## EXERCISE
Pull out each line of the listing below that contains the string "every". Case counts.

Segmentation data
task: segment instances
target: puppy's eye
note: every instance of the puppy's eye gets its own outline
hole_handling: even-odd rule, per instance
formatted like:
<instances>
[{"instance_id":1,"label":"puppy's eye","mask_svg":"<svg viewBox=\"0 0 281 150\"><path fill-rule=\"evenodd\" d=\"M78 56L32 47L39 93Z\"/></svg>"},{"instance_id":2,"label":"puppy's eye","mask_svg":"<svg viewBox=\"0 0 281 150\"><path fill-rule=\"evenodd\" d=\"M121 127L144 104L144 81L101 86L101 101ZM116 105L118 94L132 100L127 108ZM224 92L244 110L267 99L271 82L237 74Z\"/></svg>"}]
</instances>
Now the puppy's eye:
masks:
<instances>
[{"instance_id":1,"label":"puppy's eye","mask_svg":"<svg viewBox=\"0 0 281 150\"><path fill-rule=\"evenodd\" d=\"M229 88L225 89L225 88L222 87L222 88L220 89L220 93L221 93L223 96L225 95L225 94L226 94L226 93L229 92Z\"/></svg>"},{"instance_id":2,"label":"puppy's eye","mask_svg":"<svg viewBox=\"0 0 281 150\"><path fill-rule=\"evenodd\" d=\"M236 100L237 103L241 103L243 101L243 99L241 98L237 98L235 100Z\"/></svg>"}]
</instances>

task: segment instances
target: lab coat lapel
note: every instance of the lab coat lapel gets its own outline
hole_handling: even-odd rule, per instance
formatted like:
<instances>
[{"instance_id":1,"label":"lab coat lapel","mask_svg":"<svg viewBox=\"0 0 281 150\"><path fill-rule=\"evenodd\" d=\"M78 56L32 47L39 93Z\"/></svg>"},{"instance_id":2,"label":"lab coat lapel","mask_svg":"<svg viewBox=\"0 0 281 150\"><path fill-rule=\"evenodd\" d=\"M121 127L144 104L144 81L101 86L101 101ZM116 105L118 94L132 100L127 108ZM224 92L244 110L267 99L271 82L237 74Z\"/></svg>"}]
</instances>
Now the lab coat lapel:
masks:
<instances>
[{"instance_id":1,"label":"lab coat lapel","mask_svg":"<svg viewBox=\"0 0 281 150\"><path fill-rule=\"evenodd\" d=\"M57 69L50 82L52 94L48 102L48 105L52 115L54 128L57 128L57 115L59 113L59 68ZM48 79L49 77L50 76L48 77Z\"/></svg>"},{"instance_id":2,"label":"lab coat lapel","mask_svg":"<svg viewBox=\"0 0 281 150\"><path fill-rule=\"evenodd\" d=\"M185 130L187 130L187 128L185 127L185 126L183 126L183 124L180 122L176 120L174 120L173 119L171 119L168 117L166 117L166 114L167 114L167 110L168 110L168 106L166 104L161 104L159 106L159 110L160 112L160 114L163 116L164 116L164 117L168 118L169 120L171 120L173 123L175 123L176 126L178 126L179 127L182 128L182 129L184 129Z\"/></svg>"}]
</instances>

## CORRECT OUTPUT
note: every instance of the puppy's eye gets its own outline
note: every instance of the lab coat lapel gets its own outline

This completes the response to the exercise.